Leaving out the pictures, retype all the material exactly.

++++++++

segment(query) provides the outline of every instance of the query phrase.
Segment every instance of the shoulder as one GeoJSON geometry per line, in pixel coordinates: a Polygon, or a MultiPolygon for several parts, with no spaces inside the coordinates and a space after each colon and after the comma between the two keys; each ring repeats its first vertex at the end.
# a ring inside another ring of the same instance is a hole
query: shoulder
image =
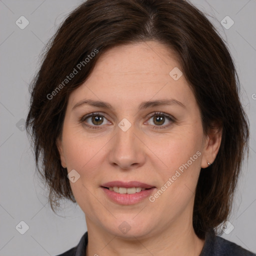
{"type": "Polygon", "coordinates": [[[56,256],[84,256],[88,244],[88,233],[86,232],[80,239],[78,244],[68,250],[56,256]]]}
{"type": "Polygon", "coordinates": [[[216,244],[220,246],[220,255],[232,255],[232,256],[255,256],[256,255],[234,242],[226,240],[220,236],[216,236],[216,244]]]}
{"type": "Polygon", "coordinates": [[[214,230],[206,234],[204,245],[200,256],[256,256],[255,254],[228,241],[216,236],[214,230]]]}

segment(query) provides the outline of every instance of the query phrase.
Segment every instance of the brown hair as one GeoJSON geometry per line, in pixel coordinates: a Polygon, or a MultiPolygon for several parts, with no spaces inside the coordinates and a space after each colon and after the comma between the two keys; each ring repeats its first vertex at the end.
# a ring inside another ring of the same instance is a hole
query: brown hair
{"type": "Polygon", "coordinates": [[[163,43],[178,54],[200,110],[204,134],[214,122],[222,128],[218,153],[212,164],[201,171],[196,190],[193,226],[198,237],[204,238],[230,213],[248,150],[248,122],[228,50],[204,14],[185,0],[88,0],[69,14],[49,42],[30,84],[26,128],[36,168],[50,188],[53,206],[62,198],[76,202],[56,145],[69,95],[86,80],[106,50],[148,40],[163,43]],[[96,50],[94,58],[84,61],[96,50]],[[64,84],[81,63],[82,72],[64,84]]]}

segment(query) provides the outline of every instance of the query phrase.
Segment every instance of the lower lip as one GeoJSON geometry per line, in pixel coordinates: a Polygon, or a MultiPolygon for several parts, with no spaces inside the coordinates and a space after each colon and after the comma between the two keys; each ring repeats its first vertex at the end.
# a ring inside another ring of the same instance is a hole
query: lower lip
{"type": "Polygon", "coordinates": [[[114,191],[110,191],[102,186],[102,188],[106,196],[112,201],[119,204],[124,205],[134,204],[142,201],[148,197],[152,194],[154,188],[152,188],[148,190],[142,190],[140,192],[134,194],[120,194],[116,193],[114,191]]]}

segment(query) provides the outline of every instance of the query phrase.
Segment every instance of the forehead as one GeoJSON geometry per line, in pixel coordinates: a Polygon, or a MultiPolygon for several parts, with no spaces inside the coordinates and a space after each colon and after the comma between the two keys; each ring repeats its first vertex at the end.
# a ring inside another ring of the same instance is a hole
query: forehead
{"type": "Polygon", "coordinates": [[[72,106],[86,98],[118,108],[150,99],[191,100],[184,76],[176,80],[170,75],[174,68],[181,74],[176,54],[157,42],[116,46],[100,56],[86,82],[72,92],[69,102],[72,106]]]}

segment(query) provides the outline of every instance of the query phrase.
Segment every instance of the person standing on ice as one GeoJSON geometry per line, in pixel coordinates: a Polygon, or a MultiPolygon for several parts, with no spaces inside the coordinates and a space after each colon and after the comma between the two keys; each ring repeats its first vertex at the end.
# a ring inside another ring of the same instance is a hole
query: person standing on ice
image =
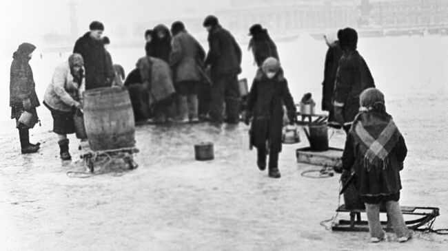
{"type": "Polygon", "coordinates": [[[336,74],[333,105],[336,122],[348,132],[359,110],[360,94],[375,87],[375,83],[367,64],[356,50],[356,31],[350,28],[339,30],[338,39],[343,55],[336,74]]]}
{"type": "Polygon", "coordinates": [[[280,63],[268,58],[256,72],[243,117],[246,124],[252,118],[250,142],[257,149],[257,166],[264,171],[269,154],[269,176],[273,178],[281,177],[278,155],[282,150],[283,105],[293,124],[296,120],[296,108],[287,81],[280,63]]]}
{"type": "Polygon", "coordinates": [[[339,61],[343,56],[343,50],[340,49],[339,41],[329,41],[327,36],[325,36],[324,38],[328,50],[325,55],[324,78],[322,83],[322,111],[329,112],[329,123],[334,124],[335,118],[332,103],[333,91],[334,90],[334,82],[339,66],[339,61]]]}
{"type": "Polygon", "coordinates": [[[14,52],[11,63],[10,82],[10,107],[11,118],[16,120],[21,153],[34,153],[39,149],[40,143],[30,143],[30,129],[39,122],[36,107],[40,102],[36,94],[36,84],[30,66],[30,60],[36,46],[23,43],[14,52]],[[26,122],[21,117],[29,115],[26,122]],[[25,124],[26,123],[26,124],[25,124]]]}
{"type": "Polygon", "coordinates": [[[179,119],[184,123],[198,122],[198,92],[205,52],[199,42],[187,32],[182,22],[173,23],[171,32],[173,43],[170,65],[178,94],[179,119]]]}
{"type": "Polygon", "coordinates": [[[104,44],[104,48],[105,49],[106,59],[107,59],[106,64],[108,66],[112,65],[112,69],[110,69],[109,71],[113,71],[114,74],[115,74],[115,78],[114,78],[112,81],[112,85],[121,87],[123,86],[123,81],[126,78],[126,75],[125,74],[125,69],[123,68],[123,66],[120,65],[114,64],[112,61],[112,55],[110,55],[110,52],[109,52],[109,49],[108,49],[109,45],[110,45],[110,39],[108,36],[104,36],[103,38],[101,39],[101,40],[103,41],[103,43],[104,44]]]}
{"type": "Polygon", "coordinates": [[[225,122],[237,124],[240,116],[238,75],[241,73],[241,49],[230,32],[219,25],[216,17],[207,17],[203,26],[208,32],[210,47],[205,65],[210,68],[212,83],[210,118],[214,122],[223,122],[225,102],[225,122]]]}
{"type": "MultiPolygon", "coordinates": [[[[154,123],[172,120],[175,93],[170,65],[161,59],[144,56],[136,63],[143,83],[143,90],[149,94],[149,105],[154,109],[154,123]]],[[[141,98],[143,98],[141,96],[141,98]]]]}
{"type": "Polygon", "coordinates": [[[62,160],[72,160],[67,134],[75,133],[73,111],[81,108],[81,91],[85,87],[83,66],[80,54],[70,55],[68,61],[54,70],[43,98],[43,105],[53,118],[53,132],[58,135],[62,160]]]}
{"type": "Polygon", "coordinates": [[[90,32],[77,41],[73,49],[73,53],[80,54],[84,59],[85,89],[110,87],[115,74],[101,40],[104,25],[95,21],[90,23],[90,32]]]}
{"type": "Polygon", "coordinates": [[[356,186],[365,204],[371,241],[386,237],[380,223],[380,205],[385,204],[398,241],[411,237],[400,209],[400,171],[407,154],[403,135],[386,112],[384,95],[375,88],[360,94],[360,113],[348,133],[343,166],[354,168],[356,186]]]}
{"type": "Polygon", "coordinates": [[[263,63],[269,57],[280,61],[277,46],[271,39],[267,30],[263,29],[261,24],[256,23],[249,29],[249,36],[252,36],[249,42],[249,50],[252,51],[254,60],[258,67],[261,67],[263,63]]]}
{"type": "Polygon", "coordinates": [[[152,33],[154,36],[147,50],[147,55],[169,63],[172,50],[170,30],[164,25],[159,24],[154,27],[152,33]]]}

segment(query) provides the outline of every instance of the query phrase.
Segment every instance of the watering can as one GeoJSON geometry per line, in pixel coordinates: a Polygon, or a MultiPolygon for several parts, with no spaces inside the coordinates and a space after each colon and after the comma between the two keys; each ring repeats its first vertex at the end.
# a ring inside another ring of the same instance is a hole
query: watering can
{"type": "Polygon", "coordinates": [[[298,128],[295,125],[287,125],[283,128],[282,136],[283,144],[297,144],[301,142],[298,128]]]}
{"type": "Polygon", "coordinates": [[[329,138],[327,124],[309,124],[308,130],[303,127],[305,134],[309,142],[311,150],[315,151],[327,151],[329,148],[328,142],[334,134],[334,131],[329,138]]]}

++++++++

Output of the task.
segment(query) provides the outline of every instance of the query phrase.
Segment every instance of the shoulder as one GeoJSON geometry per line, in pixel coordinates: a Polygon, or a MultiPolygon for several parts, with no spaces inside the coordinates and a space after each colon and after the comma between the two keys; each ring repeats its first vertex at the end.
# a ring inside another ring of the same instance is a hole
query: shoulder
image =
{"type": "Polygon", "coordinates": [[[56,256],[84,256],[88,244],[88,233],[86,232],[80,239],[78,244],[68,250],[56,256]]]}
{"type": "Polygon", "coordinates": [[[216,244],[220,246],[220,255],[232,255],[232,256],[255,256],[256,255],[234,242],[226,240],[220,236],[216,236],[216,244]]]}
{"type": "Polygon", "coordinates": [[[214,230],[206,234],[204,245],[200,256],[256,256],[255,254],[228,241],[216,236],[214,230]]]}

segment(query) provides the outline of every instance of the query phrase.
Segment every instance of the brown hair as one GeoJSON geometry per line, in pixel coordinates: a Polygon, or a MultiPolygon for several parts, with no spaces inside the coordinates and a space after each colon and after the comma between the two keys; each ring repeats its first vertex at the end.
# a ring inside another ring of the same instance is a hole
query: brown hair
{"type": "Polygon", "coordinates": [[[163,43],[178,54],[200,110],[204,134],[214,122],[222,128],[218,153],[212,164],[201,171],[196,190],[193,226],[198,237],[204,238],[230,213],[248,150],[248,122],[228,50],[204,14],[185,0],[88,0],[69,14],[49,42],[30,84],[26,128],[36,168],[50,188],[53,206],[62,198],[76,202],[56,145],[69,95],[86,80],[106,50],[148,40],[163,43]],[[96,50],[94,58],[84,61],[96,50]],[[64,84],[81,63],[82,72],[64,84]]]}

segment(query) provides the outline of every instance of the query phrase.
Segment every instance of the lower lip as one GeoJSON geometry per line, in pixel coordinates: a Polygon, or a MultiPolygon for several parts, with no spaces inside the coordinates and a space after each colon and after the comma between the two keys; each ring repeats its first vertex at the end.
# a ring inside another ring of the same instance is a hole
query: lower lip
{"type": "Polygon", "coordinates": [[[114,191],[110,191],[102,186],[102,188],[106,196],[112,201],[119,204],[124,205],[134,204],[142,201],[148,197],[152,194],[154,188],[152,188],[148,190],[142,190],[140,192],[134,194],[120,194],[116,193],[114,191]]]}

segment(query) provides the outline of every instance of the query phrase.
Segment every instance of the forehead as one GeoJSON geometry per line, in pixel coordinates: a Polygon, or a MultiPolygon for several parts, with no spaces inside the coordinates and a space after each colon and after the comma between the two keys; each ring repeats its first vertex at the end.
# a ring inside another ring of the same instance is a hole
query: forehead
{"type": "Polygon", "coordinates": [[[72,106],[86,98],[118,108],[150,99],[191,100],[184,76],[176,80],[170,75],[174,68],[181,74],[176,54],[157,42],[116,46],[100,56],[86,82],[72,92],[69,102],[72,106]]]}

segment(query) provides the outline of every instance of the query phrase.
Segment every instance of the person standing on ice as one GeoJSON geometry per line, in pixel coordinates: a Polygon, or a MultiPolygon for several parts, with no spaces inside the coordinates and a space after each colon and after the comma between the two keys; each ring repeats its first vertex at the end.
# a ring inside another ring of the same instance is a hole
query: person standing on ice
image =
{"type": "Polygon", "coordinates": [[[336,74],[333,105],[336,122],[348,132],[359,110],[360,94],[375,87],[375,83],[367,64],[356,50],[356,31],[350,28],[339,30],[338,39],[343,55],[336,74]]]}
{"type": "Polygon", "coordinates": [[[280,63],[268,58],[256,72],[243,117],[246,124],[252,118],[250,142],[257,149],[257,166],[264,171],[269,154],[269,176],[273,178],[281,177],[278,155],[282,150],[283,105],[293,124],[296,120],[296,108],[287,81],[280,63]]]}
{"type": "Polygon", "coordinates": [[[339,61],[343,56],[343,50],[340,49],[339,41],[329,41],[327,36],[325,36],[324,38],[328,50],[325,55],[324,78],[322,83],[322,111],[329,112],[329,123],[334,124],[335,118],[332,103],[333,91],[334,90],[334,82],[339,66],[339,61]]]}
{"type": "Polygon", "coordinates": [[[14,52],[11,63],[10,82],[10,107],[11,118],[16,120],[21,153],[34,153],[39,149],[40,143],[30,143],[30,129],[39,122],[36,107],[40,102],[36,94],[36,84],[30,66],[30,60],[36,46],[23,43],[14,52]],[[26,122],[21,117],[29,115],[26,122]],[[25,124],[26,123],[26,124],[25,124]]]}
{"type": "Polygon", "coordinates": [[[179,119],[184,123],[198,122],[198,92],[205,52],[199,42],[187,32],[182,22],[173,23],[171,32],[173,43],[170,65],[178,94],[179,119]]]}
{"type": "Polygon", "coordinates": [[[104,44],[104,48],[105,49],[106,59],[107,59],[106,64],[108,66],[112,65],[112,69],[110,69],[109,71],[113,71],[114,74],[115,74],[115,78],[114,78],[112,81],[112,85],[121,87],[123,86],[123,81],[126,78],[126,75],[125,74],[125,69],[123,68],[123,66],[120,65],[114,64],[112,61],[112,55],[110,55],[110,52],[109,52],[109,49],[108,49],[109,45],[110,45],[110,39],[108,36],[104,36],[103,38],[101,39],[101,40],[103,41],[103,43],[104,44]]]}
{"type": "Polygon", "coordinates": [[[225,122],[237,124],[240,116],[238,75],[241,73],[241,49],[230,32],[219,25],[216,17],[207,17],[203,26],[208,32],[210,47],[205,65],[210,68],[212,83],[210,118],[214,122],[223,122],[225,102],[225,122]]]}
{"type": "MultiPolygon", "coordinates": [[[[154,123],[172,120],[175,93],[170,65],[161,59],[144,56],[136,63],[143,83],[143,90],[149,94],[149,105],[154,109],[154,123]]],[[[141,98],[143,98],[141,96],[141,98]]]]}
{"type": "Polygon", "coordinates": [[[62,160],[72,160],[67,134],[75,133],[73,111],[81,108],[81,91],[85,87],[83,66],[80,54],[70,55],[68,61],[54,70],[43,98],[43,105],[53,118],[53,132],[58,135],[62,160]]]}
{"type": "Polygon", "coordinates": [[[90,32],[77,41],[73,49],[73,53],[80,54],[84,59],[85,89],[110,87],[115,74],[101,40],[104,25],[95,21],[90,23],[90,32]]]}
{"type": "Polygon", "coordinates": [[[356,186],[365,204],[371,241],[386,237],[380,223],[380,205],[385,204],[398,241],[411,237],[400,209],[400,171],[407,154],[403,135],[386,112],[384,95],[375,88],[360,94],[360,113],[348,133],[343,166],[354,168],[356,186]]]}
{"type": "Polygon", "coordinates": [[[263,63],[269,57],[280,61],[277,46],[271,39],[267,30],[263,29],[261,24],[256,23],[249,29],[249,36],[252,36],[249,42],[249,50],[252,51],[254,60],[258,67],[261,67],[263,63]]]}
{"type": "Polygon", "coordinates": [[[152,33],[154,36],[147,50],[147,55],[169,63],[172,50],[170,30],[164,25],[159,24],[154,27],[152,33]]]}

segment(query) provides the outline of every instance of the query phrase.
Segment every instance of the watering can as one GeoJSON geometry per line, in pixel coordinates: a Polygon, or a MultiPolygon for several parts, with no spaces inside the coordinates and a space after each colon and after the comma between the two keys; each ring repeats its first vertex at the end.
# a ring inside another ring of the same instance is a hole
query: watering can
{"type": "Polygon", "coordinates": [[[298,128],[295,125],[287,125],[283,128],[282,136],[283,144],[297,144],[301,142],[298,128]]]}
{"type": "Polygon", "coordinates": [[[329,138],[327,124],[309,124],[308,130],[303,127],[305,134],[309,142],[311,150],[315,151],[327,151],[329,148],[328,142],[334,134],[334,131],[329,138]]]}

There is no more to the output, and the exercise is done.